§ Reading passage

Cascading scorecards within the application is a relatively simple procedure. However, it will only work successfully if a considered approach is taken before embarking on the process.

There are several ways a cascade can take place, here are a few examples:

  • Exact Match Cascade (with auto roll-up) – where a master scorecard is created and an exact ‘structure’ replica is cascaded to teams within a department. Typical examples of this approach can be seen in call-centres when all of the team KPIs are the same as the management KPIs, or in a safety scorecard where the same scorecard is used across multiple departments.
  • KPI/Measure Calculated Roll Up Cascade – where targets are set at departmental levels (usually financial) and the values are rolled up to the top-level scorecard. For example, a sales revenue target is set across several sales groups and the result is rolled up to a company level scorecard.
  • Linked Element Scorecard – Where a scorecard is created with all of the required measures and appropriate measures are linked into other scorecards. For example, an executive incentive scorecard that is distributed to a set of directors. The managing director will hold all of the measures and they will be shared across the reporting directors. They might be weighted appropriately.
  • Strategy Scorecards – where a top-level or executive scorecard is created and some objectives are cascaded exactly and others are cascaded but the names change to reflect the departmental activity. For example, Improve Customer Satisfaction at the top-level might be translated to Improve Customer Information Responses by the Marketing department

The application can be used with all of the scenarios above (and more) but again, it must be stressed, careful consideration needs to be given to the cascade before building the scorecard.

The following provides information about KPI/Measure Calculated Roll Up Cascade.

KPI/Measure Calculated Roll Up Scorecards

There is frequently a requirement to ‘roll up’ actual values to a top-level scorecard. Typically this might be in a sales area where the sales teams revenue needs to be rolled up to a company level. Or this could be a customer satisfaction score across multiple customer facing departments rolled up to a total or average company score.

§ Stored items

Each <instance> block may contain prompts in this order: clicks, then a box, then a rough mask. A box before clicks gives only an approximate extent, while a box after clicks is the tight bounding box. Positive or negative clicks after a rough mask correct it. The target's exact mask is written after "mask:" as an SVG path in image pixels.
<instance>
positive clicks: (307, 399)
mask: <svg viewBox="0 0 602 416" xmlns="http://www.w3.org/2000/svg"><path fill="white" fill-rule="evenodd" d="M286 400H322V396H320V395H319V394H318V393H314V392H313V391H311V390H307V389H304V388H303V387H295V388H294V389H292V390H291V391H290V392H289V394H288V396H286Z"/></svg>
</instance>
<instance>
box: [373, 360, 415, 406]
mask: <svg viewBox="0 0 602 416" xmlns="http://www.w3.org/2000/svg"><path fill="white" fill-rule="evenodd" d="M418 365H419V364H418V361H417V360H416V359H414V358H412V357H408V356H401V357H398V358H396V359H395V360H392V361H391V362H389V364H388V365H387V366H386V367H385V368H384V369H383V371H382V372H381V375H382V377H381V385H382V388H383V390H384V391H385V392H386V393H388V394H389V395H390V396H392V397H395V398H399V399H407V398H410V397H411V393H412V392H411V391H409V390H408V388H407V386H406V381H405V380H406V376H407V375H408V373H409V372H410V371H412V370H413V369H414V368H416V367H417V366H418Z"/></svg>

§ Goal of the exercise
Repeat the text on cascading scorecards word for word. Begin at the words "There are several" and end after "across multiple departments.".

§ Solution to this task
There are several ways a cascade can take place, here are a few examples:

  • Exact Match Cascade (with auto roll-up) – where a master scorecard is created and an exact ‘structure’ replica is cascaded to teams within a department. Typical examples of this approach can be seen in call-centres when all of the team KPIs are the same as the management KPIs, or in a safety scorecard where the same scorecard is used across multiple departments.